* **GIVEN REQUEST**
Pick out each line of the records that includes the word "nose" and copy those lines.
***** MATERIAL PROVIDED
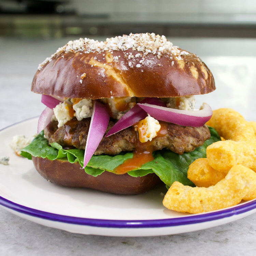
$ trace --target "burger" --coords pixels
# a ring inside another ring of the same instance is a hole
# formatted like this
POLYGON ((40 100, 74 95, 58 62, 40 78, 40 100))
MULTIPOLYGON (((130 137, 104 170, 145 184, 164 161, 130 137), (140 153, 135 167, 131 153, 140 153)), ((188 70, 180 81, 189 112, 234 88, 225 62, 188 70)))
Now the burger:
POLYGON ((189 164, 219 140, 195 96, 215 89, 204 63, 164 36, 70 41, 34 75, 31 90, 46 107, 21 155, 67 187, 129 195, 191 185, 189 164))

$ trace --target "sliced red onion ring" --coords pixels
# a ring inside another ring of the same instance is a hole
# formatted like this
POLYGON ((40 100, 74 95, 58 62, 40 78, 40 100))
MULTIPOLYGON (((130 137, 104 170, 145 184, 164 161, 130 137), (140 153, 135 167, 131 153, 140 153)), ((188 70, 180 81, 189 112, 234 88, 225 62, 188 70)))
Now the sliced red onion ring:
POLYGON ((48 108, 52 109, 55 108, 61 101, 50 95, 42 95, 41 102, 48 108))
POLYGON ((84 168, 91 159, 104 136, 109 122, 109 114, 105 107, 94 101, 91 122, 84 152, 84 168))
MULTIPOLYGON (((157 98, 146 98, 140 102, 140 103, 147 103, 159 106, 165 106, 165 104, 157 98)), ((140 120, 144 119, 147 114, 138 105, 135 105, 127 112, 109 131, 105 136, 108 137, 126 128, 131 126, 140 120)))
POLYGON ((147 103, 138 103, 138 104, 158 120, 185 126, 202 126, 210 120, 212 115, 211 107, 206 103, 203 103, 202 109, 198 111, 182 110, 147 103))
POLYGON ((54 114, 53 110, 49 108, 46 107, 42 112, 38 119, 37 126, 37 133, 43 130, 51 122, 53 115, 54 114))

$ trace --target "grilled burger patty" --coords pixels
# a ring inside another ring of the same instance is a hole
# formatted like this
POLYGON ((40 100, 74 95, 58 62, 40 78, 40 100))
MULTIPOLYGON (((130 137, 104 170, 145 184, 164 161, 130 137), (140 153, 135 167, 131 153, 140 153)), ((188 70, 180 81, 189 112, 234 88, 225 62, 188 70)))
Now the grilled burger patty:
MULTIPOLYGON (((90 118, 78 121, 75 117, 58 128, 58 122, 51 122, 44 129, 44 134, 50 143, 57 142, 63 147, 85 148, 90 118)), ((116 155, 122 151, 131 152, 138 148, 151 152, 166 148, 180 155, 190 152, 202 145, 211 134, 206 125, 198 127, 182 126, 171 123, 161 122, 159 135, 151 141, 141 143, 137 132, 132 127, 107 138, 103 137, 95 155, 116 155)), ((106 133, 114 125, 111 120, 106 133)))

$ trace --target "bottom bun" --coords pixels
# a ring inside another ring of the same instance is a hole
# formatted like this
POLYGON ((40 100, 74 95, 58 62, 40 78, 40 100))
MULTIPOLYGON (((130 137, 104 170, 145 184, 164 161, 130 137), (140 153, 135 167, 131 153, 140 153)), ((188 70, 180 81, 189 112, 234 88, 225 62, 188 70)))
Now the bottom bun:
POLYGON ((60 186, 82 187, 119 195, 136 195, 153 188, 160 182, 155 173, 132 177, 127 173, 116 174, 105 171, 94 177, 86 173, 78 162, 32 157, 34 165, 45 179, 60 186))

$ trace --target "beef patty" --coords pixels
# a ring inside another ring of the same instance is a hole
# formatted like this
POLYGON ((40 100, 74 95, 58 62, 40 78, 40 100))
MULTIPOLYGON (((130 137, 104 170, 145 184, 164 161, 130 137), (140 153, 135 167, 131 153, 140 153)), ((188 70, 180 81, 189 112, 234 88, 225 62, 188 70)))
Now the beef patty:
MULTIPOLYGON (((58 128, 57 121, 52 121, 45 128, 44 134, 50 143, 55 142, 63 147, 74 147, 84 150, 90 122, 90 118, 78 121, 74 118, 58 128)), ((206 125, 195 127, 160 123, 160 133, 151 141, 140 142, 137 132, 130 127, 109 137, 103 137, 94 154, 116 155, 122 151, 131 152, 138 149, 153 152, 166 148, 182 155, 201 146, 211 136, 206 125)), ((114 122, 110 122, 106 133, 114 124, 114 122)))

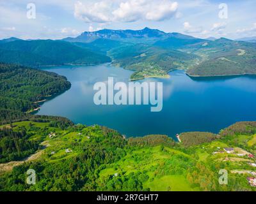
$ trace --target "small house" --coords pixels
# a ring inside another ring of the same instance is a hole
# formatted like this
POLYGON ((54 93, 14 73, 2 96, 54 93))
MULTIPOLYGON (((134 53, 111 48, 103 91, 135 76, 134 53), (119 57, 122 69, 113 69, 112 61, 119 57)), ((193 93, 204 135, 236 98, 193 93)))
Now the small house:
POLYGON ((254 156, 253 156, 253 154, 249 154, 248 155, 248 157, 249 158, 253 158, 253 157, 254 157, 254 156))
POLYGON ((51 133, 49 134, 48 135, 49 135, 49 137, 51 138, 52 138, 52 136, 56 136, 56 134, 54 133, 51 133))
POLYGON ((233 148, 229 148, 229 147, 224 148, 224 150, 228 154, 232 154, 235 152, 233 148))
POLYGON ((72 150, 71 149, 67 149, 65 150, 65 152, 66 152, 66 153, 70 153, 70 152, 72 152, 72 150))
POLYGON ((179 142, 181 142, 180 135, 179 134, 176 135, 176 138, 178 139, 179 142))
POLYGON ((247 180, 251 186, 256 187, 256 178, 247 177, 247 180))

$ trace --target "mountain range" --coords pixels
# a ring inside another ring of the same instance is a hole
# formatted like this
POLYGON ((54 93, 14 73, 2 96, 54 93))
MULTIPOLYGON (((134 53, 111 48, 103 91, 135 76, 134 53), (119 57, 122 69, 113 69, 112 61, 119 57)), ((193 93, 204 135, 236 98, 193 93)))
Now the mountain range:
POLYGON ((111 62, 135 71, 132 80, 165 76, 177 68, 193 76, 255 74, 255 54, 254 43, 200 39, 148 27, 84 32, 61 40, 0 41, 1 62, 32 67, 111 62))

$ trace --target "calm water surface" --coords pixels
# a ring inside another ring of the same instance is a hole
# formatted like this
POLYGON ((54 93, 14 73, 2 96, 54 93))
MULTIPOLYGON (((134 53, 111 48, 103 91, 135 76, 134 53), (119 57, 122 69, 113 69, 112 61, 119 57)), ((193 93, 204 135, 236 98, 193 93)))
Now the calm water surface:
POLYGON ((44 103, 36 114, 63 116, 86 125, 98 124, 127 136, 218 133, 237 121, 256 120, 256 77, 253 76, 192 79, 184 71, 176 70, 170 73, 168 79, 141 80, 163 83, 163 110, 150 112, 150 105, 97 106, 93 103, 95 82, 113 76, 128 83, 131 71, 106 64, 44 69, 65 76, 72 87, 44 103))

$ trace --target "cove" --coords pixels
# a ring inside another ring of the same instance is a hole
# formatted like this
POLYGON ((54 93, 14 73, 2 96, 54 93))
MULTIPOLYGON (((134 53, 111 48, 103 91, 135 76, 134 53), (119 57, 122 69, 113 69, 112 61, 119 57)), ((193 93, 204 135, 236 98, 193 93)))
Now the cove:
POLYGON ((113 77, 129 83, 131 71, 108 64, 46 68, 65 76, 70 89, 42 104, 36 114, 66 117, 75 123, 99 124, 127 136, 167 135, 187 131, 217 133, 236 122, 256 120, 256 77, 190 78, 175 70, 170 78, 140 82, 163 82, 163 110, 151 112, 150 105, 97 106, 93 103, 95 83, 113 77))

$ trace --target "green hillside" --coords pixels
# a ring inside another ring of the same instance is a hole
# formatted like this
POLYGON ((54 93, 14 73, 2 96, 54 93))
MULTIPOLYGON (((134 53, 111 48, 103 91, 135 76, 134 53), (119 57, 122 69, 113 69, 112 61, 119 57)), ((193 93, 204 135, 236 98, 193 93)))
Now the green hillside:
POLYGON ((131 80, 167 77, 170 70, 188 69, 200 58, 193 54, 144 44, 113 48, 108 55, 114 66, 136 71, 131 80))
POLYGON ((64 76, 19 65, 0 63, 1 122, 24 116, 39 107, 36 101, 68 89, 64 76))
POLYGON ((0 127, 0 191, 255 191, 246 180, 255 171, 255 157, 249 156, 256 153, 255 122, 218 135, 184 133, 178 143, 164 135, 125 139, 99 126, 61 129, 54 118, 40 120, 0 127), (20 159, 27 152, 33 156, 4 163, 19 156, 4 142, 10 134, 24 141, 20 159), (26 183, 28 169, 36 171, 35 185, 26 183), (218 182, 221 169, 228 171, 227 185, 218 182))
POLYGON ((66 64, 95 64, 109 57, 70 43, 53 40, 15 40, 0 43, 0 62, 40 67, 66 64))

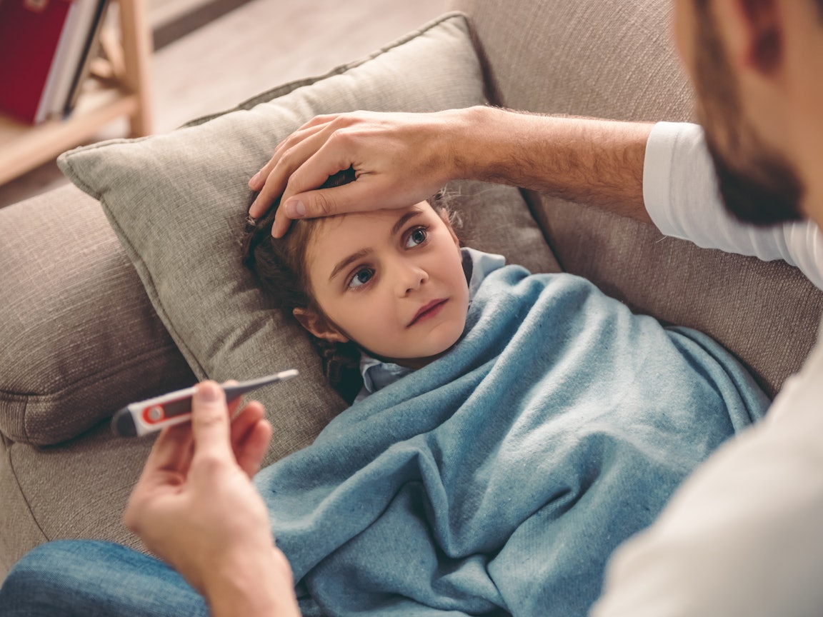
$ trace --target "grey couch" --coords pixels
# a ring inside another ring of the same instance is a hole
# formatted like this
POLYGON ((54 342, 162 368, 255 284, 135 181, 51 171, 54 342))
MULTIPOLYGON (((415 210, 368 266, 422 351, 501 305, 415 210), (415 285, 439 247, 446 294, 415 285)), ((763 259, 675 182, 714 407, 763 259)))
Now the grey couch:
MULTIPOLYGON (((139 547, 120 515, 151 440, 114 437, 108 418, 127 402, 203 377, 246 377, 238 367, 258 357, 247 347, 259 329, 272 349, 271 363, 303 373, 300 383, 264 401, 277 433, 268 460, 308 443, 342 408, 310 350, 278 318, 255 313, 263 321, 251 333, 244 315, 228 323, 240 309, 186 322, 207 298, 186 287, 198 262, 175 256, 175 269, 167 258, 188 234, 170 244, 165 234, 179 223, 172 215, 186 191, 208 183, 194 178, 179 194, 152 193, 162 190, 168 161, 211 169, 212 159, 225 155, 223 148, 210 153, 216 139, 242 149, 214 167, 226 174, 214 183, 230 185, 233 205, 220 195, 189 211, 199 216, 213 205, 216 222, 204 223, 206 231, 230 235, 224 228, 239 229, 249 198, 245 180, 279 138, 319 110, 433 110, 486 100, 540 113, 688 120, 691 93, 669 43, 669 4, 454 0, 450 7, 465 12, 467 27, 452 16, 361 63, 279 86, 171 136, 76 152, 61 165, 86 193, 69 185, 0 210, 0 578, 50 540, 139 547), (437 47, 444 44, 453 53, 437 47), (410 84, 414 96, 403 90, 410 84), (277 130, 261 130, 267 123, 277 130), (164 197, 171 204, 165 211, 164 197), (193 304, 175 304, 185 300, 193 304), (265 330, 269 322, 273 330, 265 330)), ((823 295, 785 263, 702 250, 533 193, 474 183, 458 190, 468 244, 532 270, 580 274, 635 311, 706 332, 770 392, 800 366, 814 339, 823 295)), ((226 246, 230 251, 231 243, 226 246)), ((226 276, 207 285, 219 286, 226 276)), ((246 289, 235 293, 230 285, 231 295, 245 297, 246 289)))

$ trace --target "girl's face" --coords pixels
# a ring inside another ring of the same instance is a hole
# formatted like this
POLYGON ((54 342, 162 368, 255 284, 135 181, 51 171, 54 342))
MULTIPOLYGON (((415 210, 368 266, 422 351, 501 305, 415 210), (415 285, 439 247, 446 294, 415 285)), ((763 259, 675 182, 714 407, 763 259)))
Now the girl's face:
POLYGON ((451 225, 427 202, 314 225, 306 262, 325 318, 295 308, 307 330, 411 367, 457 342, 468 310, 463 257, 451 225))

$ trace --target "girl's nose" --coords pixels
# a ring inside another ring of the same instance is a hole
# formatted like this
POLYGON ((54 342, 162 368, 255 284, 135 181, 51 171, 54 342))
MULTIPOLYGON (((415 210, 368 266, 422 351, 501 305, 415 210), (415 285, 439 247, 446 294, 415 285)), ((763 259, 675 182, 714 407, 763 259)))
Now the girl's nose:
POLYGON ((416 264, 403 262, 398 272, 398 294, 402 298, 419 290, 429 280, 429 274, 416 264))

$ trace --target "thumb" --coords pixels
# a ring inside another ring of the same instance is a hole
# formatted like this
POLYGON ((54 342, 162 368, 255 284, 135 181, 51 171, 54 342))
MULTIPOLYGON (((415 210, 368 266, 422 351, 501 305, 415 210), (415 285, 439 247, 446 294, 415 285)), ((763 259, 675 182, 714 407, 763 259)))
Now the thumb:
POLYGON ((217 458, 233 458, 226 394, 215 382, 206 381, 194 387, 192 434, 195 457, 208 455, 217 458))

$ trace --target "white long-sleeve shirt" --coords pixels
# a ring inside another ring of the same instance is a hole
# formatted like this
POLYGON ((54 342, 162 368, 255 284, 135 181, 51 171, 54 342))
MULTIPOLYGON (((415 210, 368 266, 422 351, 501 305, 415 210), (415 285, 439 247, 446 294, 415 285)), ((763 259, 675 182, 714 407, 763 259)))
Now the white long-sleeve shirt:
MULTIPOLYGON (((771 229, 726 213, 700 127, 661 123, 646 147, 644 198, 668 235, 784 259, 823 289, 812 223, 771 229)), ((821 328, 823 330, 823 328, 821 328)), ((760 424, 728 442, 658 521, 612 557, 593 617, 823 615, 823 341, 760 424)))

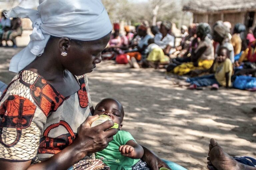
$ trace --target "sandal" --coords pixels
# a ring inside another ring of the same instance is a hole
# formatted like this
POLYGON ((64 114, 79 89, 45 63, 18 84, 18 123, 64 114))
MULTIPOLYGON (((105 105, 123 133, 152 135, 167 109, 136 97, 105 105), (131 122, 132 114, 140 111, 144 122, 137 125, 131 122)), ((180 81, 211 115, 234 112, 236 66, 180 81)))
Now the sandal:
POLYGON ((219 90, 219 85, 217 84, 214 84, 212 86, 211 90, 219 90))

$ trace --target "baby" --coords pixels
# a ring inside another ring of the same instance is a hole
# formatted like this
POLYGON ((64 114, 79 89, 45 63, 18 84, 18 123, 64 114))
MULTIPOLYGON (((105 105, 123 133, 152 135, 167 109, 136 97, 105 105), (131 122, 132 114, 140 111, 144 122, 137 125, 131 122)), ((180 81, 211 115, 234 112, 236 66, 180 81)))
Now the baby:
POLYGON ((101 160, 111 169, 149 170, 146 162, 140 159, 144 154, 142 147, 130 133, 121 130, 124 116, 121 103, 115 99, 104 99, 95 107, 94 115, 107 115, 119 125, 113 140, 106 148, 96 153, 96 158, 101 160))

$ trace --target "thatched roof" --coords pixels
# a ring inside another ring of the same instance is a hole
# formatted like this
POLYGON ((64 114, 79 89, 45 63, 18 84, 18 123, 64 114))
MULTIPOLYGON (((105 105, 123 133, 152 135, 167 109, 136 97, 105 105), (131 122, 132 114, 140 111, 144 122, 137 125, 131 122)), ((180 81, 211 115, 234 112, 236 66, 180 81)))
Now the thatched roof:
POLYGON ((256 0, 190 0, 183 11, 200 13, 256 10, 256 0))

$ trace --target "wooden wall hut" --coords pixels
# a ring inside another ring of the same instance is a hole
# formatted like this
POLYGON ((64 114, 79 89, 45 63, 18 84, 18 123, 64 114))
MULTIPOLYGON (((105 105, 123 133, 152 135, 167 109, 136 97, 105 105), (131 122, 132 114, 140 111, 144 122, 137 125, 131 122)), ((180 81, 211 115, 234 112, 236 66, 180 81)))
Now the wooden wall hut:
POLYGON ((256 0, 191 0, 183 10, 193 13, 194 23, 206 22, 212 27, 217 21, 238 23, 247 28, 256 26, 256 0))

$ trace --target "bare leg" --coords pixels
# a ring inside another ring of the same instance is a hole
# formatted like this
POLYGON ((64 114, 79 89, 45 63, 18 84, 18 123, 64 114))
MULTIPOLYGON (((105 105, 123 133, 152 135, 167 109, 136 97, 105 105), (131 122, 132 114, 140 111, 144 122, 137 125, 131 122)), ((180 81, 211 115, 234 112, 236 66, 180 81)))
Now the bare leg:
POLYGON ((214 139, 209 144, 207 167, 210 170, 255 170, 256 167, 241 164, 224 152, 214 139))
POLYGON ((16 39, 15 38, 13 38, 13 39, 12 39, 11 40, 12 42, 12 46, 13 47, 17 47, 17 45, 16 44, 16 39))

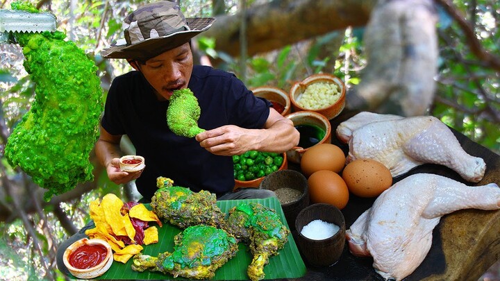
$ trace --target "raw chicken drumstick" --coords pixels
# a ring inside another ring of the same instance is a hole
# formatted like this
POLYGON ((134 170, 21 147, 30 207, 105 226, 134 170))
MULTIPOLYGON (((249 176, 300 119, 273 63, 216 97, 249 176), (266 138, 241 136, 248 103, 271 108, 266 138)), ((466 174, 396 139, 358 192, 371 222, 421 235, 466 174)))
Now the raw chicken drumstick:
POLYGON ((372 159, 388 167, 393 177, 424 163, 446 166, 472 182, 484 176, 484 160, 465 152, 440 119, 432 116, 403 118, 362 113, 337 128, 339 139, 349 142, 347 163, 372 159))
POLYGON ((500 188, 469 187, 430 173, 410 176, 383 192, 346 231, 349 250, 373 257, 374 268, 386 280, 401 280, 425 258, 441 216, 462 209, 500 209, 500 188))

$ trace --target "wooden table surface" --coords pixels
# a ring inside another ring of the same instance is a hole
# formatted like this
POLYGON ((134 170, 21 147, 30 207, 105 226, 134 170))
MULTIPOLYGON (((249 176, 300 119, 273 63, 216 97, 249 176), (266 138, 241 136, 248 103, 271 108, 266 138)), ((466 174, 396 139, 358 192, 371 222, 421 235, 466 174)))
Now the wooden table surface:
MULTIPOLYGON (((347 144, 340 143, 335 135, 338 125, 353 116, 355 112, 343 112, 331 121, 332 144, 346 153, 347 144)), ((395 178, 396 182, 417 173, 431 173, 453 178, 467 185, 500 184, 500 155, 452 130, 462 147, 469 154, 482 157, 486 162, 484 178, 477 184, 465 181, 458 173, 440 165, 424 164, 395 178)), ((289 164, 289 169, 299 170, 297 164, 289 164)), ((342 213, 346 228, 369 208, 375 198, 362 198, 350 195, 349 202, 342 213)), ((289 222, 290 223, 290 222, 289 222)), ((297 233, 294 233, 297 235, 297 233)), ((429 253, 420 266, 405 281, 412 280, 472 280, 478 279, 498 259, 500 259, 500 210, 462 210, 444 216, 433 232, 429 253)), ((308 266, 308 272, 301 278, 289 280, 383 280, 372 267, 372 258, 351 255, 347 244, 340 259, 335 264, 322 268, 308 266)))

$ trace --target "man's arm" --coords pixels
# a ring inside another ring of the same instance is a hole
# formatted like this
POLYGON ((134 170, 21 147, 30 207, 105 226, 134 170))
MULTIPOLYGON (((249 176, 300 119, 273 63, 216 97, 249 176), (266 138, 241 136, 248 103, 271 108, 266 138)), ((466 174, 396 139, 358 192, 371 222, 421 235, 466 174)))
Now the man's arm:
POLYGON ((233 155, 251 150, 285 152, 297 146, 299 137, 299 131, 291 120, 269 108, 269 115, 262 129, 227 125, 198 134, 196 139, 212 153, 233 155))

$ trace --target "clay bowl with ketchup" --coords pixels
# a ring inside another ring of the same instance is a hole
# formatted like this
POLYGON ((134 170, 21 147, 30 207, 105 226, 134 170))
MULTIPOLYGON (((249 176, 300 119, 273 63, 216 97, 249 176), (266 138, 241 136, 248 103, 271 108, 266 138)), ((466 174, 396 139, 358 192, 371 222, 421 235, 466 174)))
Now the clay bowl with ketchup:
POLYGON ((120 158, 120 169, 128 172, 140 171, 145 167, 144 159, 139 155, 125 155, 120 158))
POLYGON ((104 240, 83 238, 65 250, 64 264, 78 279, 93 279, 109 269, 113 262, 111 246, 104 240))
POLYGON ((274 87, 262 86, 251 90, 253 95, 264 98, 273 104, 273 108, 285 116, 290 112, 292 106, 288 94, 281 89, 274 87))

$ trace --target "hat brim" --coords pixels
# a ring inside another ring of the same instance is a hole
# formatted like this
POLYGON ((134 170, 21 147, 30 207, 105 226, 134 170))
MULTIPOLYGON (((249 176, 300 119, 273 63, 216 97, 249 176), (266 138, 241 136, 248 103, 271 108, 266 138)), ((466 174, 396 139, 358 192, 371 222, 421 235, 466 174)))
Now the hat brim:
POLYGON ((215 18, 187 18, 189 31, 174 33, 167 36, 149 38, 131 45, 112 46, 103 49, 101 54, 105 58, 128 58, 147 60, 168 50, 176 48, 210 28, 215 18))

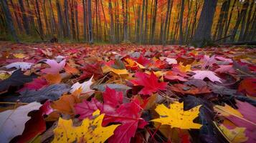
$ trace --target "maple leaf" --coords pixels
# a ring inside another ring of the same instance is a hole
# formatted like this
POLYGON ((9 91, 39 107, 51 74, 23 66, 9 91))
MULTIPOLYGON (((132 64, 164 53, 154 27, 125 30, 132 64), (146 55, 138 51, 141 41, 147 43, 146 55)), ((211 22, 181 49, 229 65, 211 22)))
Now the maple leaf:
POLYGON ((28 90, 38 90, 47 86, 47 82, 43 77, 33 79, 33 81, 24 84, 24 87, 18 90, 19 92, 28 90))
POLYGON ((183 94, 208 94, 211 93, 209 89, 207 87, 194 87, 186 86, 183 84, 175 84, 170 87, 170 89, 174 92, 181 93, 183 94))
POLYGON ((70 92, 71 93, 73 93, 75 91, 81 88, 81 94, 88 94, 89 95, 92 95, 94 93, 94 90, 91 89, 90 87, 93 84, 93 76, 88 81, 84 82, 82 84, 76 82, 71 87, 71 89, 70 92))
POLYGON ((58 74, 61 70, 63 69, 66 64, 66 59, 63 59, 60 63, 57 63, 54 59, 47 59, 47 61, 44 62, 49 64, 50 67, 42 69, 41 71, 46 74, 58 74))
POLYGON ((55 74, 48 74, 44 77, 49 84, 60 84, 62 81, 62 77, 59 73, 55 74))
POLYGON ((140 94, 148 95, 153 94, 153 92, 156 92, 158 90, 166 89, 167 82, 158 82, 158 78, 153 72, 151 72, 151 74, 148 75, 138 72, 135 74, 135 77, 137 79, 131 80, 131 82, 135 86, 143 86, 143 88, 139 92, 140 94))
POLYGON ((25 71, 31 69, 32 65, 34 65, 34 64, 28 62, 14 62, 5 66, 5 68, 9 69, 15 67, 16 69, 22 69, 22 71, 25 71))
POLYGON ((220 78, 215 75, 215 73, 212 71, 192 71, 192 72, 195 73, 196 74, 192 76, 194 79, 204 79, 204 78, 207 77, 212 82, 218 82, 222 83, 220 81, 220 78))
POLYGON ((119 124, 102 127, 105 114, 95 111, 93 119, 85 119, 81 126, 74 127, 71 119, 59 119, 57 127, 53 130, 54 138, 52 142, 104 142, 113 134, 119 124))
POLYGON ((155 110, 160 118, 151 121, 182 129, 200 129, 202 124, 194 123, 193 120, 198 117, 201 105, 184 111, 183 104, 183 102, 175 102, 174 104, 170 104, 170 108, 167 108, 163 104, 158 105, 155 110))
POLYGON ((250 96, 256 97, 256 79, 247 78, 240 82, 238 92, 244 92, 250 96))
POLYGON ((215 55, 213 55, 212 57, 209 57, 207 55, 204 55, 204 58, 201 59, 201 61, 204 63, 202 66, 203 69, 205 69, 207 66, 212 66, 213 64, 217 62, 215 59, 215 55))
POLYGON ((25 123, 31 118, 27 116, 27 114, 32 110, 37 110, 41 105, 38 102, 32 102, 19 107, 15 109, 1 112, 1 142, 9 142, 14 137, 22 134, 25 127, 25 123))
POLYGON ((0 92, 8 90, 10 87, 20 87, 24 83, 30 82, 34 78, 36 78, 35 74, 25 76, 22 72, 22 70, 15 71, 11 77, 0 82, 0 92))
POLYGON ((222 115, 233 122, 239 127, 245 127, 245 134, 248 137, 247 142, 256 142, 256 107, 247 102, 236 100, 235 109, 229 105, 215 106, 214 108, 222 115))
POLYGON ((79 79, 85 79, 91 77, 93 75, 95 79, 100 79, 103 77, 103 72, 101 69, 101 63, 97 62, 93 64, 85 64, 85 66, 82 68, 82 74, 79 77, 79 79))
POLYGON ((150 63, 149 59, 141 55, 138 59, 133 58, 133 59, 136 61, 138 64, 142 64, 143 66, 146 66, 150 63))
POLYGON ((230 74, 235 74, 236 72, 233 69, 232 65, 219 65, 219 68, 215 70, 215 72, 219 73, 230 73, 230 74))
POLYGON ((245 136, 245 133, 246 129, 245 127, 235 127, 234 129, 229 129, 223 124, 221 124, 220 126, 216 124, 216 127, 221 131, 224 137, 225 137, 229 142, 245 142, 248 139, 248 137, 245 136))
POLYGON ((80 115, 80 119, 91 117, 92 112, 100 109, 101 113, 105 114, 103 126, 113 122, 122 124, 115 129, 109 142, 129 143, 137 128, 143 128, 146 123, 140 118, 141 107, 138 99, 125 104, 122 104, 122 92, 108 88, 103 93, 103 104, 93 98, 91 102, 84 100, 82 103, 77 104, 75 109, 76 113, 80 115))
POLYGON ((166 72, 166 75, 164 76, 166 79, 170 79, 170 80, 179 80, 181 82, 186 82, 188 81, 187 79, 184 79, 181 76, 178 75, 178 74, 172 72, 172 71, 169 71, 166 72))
**********
* **PROBLEM SOLUTION**
$ trace --target "girl's nose" --coords pixels
Now the girl's nose:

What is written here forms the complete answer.